— start RAW RECORDS —

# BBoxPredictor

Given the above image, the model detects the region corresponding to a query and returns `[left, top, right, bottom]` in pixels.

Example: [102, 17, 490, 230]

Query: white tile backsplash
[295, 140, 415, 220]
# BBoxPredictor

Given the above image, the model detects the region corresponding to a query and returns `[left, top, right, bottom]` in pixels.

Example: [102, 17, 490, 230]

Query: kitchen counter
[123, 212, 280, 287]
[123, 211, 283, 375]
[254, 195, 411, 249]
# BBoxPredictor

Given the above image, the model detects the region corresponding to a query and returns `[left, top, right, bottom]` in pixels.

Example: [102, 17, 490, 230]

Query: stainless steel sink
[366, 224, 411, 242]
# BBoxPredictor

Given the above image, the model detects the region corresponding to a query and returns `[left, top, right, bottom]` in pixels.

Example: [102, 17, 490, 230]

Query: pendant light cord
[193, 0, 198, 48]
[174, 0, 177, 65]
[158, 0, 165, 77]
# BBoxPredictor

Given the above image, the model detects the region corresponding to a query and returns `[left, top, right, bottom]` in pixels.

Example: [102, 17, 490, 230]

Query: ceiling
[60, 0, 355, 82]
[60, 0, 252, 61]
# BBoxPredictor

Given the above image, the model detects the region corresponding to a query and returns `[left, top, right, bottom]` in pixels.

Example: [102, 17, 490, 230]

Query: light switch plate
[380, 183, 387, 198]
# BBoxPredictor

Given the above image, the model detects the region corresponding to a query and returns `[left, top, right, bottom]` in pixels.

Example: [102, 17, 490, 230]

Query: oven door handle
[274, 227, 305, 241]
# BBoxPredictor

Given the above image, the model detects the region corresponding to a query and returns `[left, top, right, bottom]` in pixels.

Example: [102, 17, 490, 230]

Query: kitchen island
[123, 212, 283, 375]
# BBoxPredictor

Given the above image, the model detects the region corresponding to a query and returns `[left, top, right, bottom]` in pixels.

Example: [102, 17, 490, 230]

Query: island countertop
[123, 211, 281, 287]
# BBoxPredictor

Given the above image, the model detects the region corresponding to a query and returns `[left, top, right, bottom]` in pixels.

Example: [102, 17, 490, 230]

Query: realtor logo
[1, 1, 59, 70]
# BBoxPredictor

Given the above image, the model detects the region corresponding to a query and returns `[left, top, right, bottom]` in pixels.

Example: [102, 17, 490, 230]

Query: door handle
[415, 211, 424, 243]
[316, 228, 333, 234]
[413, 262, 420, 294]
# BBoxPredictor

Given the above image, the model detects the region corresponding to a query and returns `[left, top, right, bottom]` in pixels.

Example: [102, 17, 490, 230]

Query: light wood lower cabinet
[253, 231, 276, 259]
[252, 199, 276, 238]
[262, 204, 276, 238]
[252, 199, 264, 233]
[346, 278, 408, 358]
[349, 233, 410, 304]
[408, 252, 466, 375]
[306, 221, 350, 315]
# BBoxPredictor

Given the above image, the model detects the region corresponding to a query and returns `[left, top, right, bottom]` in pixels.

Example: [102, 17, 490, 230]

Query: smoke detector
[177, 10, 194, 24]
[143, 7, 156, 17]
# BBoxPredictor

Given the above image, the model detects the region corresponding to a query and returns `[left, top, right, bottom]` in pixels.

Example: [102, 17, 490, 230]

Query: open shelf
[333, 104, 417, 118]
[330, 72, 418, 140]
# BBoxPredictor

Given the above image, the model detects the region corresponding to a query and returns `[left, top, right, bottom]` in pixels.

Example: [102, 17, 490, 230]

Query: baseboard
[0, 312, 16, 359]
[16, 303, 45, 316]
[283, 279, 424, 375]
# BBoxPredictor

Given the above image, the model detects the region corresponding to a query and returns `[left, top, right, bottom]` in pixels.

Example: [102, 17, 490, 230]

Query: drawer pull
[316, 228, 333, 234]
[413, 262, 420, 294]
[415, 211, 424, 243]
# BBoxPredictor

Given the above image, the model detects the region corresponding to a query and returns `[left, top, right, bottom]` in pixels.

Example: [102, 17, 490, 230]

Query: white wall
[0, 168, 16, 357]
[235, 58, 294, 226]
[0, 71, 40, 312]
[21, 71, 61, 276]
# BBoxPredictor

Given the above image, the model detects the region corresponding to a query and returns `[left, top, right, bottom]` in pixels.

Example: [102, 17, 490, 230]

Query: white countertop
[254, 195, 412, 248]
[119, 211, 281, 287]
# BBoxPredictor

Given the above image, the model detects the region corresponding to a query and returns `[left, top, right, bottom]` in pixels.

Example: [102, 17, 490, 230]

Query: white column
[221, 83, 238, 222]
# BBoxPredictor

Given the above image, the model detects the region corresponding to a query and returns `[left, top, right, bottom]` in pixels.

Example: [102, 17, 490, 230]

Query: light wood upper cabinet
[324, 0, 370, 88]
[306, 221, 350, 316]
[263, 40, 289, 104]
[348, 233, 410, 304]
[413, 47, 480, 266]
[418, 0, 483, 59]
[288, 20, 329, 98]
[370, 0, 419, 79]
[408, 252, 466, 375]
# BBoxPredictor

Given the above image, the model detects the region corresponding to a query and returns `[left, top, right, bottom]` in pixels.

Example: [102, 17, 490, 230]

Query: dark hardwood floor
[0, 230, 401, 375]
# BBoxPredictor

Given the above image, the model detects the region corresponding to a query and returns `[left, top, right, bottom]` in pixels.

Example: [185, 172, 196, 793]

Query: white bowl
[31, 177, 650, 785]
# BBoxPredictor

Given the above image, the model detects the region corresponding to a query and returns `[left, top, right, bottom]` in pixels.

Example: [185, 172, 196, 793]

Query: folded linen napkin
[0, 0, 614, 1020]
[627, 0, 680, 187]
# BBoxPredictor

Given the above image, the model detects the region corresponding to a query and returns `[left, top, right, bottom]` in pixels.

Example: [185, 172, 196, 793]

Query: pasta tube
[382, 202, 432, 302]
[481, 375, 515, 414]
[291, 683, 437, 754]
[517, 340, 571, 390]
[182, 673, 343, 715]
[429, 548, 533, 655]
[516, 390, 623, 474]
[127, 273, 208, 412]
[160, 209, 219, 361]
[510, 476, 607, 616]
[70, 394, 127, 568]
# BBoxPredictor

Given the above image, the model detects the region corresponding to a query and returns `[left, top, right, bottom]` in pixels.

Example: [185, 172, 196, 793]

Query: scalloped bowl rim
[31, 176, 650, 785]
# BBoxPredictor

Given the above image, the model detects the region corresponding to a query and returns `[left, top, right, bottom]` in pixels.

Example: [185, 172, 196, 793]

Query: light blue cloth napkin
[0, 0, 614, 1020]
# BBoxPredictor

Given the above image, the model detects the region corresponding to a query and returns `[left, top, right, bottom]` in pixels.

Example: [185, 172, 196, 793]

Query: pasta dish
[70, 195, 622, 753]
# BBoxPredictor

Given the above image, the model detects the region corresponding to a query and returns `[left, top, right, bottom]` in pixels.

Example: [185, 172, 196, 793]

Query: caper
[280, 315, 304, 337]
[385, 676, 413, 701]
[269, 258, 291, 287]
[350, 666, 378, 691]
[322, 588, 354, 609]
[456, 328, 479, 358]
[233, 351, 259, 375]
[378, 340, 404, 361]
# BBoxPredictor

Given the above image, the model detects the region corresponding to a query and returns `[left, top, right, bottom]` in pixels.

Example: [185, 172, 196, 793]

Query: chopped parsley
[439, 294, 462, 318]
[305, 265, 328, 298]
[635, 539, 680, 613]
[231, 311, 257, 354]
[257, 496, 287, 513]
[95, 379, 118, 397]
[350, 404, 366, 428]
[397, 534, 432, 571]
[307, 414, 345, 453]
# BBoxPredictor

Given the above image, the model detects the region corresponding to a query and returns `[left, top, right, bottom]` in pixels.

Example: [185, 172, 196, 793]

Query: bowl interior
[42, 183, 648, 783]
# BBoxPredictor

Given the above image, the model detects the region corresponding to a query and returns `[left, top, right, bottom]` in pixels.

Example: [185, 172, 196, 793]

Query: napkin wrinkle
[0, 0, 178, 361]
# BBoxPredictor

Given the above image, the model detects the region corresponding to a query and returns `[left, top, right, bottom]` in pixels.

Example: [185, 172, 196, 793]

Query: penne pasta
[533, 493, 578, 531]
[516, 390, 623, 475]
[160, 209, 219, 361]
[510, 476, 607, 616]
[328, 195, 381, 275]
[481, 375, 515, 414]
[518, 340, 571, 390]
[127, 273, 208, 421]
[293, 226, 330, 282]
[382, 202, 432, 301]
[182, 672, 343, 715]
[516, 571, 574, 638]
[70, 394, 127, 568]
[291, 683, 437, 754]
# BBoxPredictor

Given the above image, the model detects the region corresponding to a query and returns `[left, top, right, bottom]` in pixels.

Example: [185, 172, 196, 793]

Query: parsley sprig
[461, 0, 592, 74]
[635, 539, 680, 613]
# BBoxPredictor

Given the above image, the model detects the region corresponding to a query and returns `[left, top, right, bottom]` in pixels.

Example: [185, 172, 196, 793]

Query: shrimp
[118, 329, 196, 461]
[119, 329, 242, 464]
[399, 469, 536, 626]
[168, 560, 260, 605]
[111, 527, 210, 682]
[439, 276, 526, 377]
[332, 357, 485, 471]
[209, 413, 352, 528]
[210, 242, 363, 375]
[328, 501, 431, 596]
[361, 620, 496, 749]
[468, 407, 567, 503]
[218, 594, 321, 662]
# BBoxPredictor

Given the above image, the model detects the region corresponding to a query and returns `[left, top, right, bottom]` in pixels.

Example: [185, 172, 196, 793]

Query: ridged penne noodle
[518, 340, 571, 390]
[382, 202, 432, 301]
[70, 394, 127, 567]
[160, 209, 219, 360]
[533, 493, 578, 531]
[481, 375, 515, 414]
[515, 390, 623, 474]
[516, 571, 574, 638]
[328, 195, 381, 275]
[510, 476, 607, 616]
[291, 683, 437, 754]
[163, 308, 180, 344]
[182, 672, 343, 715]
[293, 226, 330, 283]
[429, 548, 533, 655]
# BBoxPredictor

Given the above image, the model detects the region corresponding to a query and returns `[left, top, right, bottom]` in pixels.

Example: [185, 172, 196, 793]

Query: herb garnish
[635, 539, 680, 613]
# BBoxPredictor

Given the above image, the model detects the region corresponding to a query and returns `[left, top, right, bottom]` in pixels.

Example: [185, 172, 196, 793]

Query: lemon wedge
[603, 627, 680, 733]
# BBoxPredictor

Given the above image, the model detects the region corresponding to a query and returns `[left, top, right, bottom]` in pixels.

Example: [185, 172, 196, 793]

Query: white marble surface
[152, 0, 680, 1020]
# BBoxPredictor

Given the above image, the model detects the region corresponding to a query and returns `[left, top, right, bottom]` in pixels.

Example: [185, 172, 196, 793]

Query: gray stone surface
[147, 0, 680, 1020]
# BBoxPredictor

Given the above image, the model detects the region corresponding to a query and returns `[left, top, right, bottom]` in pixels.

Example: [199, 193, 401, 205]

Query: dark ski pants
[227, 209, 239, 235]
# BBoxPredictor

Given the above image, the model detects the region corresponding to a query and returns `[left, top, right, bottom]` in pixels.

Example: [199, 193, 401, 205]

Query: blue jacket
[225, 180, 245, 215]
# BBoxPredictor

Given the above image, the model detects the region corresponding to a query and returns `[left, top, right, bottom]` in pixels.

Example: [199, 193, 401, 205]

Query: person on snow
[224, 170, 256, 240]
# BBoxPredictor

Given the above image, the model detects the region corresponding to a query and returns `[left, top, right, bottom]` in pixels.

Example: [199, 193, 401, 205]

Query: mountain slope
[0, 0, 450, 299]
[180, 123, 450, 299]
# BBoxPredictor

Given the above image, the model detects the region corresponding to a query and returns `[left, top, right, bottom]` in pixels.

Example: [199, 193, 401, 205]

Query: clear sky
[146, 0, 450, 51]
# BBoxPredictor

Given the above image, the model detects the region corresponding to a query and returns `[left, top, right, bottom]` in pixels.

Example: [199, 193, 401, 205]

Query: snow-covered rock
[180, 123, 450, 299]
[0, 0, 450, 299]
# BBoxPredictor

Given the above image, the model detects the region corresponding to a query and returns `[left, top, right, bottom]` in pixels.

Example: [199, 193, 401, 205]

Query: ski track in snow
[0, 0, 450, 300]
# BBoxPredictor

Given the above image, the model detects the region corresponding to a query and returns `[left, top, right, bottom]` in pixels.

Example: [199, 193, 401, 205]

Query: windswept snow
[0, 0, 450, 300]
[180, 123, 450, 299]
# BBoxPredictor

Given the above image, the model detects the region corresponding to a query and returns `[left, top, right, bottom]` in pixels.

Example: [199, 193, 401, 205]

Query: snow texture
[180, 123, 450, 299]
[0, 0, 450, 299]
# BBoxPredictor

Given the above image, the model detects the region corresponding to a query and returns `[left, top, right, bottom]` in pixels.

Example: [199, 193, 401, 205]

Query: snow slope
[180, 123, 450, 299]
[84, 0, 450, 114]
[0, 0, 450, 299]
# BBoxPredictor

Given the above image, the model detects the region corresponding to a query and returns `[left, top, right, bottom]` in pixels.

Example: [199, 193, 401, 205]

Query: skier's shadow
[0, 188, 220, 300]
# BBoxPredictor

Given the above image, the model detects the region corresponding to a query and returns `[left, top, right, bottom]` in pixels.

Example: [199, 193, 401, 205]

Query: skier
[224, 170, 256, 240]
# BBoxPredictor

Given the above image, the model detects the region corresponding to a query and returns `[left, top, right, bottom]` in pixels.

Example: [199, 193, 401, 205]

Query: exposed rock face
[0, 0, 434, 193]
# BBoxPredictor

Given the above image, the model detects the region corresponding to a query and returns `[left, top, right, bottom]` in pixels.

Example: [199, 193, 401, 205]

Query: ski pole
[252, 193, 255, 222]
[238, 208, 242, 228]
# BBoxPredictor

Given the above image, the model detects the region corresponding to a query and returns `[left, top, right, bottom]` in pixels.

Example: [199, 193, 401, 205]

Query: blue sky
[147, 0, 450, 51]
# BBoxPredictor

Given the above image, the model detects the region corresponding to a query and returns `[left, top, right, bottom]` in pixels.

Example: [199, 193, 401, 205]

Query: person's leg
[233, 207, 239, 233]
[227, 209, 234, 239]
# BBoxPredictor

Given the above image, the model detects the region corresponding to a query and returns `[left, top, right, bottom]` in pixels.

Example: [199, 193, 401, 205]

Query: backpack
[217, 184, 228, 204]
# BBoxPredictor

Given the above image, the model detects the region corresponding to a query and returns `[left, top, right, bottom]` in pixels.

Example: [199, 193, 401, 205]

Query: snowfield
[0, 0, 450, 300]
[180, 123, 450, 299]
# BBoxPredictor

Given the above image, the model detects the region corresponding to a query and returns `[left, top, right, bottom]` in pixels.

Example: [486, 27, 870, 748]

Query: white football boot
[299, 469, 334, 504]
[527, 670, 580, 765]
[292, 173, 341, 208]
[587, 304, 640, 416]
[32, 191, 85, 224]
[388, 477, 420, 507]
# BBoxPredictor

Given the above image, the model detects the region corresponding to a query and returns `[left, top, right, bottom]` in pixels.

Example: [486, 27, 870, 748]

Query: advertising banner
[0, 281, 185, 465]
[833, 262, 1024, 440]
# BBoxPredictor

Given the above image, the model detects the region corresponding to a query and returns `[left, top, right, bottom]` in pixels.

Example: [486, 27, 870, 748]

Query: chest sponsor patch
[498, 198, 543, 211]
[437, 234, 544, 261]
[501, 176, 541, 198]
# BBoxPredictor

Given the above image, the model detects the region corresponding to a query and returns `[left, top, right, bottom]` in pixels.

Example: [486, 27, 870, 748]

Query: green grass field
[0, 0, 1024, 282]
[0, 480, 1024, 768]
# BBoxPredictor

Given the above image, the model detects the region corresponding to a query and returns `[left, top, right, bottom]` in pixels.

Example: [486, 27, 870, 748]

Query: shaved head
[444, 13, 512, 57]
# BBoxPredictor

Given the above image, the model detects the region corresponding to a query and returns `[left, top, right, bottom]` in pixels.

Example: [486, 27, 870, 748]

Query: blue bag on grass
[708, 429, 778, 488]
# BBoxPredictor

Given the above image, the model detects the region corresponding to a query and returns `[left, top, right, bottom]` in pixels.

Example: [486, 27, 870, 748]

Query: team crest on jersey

— end RAW RECORDS —

* **OBJECTIVE**: Starting at the beginning of the listing and ending at the line that contains "[60, 0, 252, 61]", write those lines out again, renaming "region" to "area" everywhere it occurs and leaving everything else unchanged.

* **RESULT OF THIS TASK**:
# BBoxPredictor

Given the above image, the model detects the area corresponding to a query and returns `[left, top, right, bottom]` in pixels.

Example: [102, 17, 490, 230]

Query: white tile backsplash
[295, 140, 415, 220]
# BBoxPredictor

Given the above image, the model detects the area corresponding to a query and returns `[left, top, right, bottom]` in pixels.

Example: [102, 17, 490, 230]

Query: kitchen counter
[123, 212, 280, 287]
[123, 211, 283, 375]
[254, 195, 411, 249]
# BBoxPredictor

Given the above image, the model detects the area corresponding to a query and returns `[left, top, right, bottom]` in pixels.

Example: [102, 17, 490, 230]

Query: stainless steel sink
[366, 224, 411, 242]
# BBoxPredictor

Given the above image, the model detects the area corresponding to a query and returns `[left, top, right, bottom]` in pixels.

Example: [102, 17, 490, 230]

Query: pendant light cord
[193, 0, 198, 48]
[174, 0, 177, 65]
[158, 0, 165, 77]
# BBoxPredictor

Given the above image, the model detects the area corresponding to a query and returns `[left, top, right, bottom]` in pixels.

Example: [102, 17, 490, 230]

Query: ceiling
[60, 0, 355, 82]
[60, 0, 252, 61]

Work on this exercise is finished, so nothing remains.